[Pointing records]
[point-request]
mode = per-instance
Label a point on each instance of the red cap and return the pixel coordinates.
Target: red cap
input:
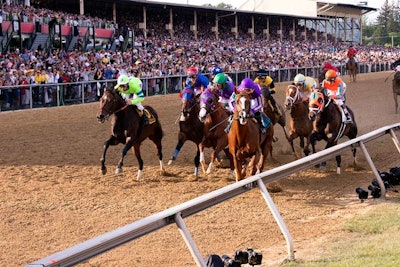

**What the exercise asks**
Reproduce every line of the records above word for word, leaving out the pictures.

**Complete response**
[point-request]
mode = per-instance
Label a point on each instance of the red cap and return the pixel coordinates.
Target: red cap
input:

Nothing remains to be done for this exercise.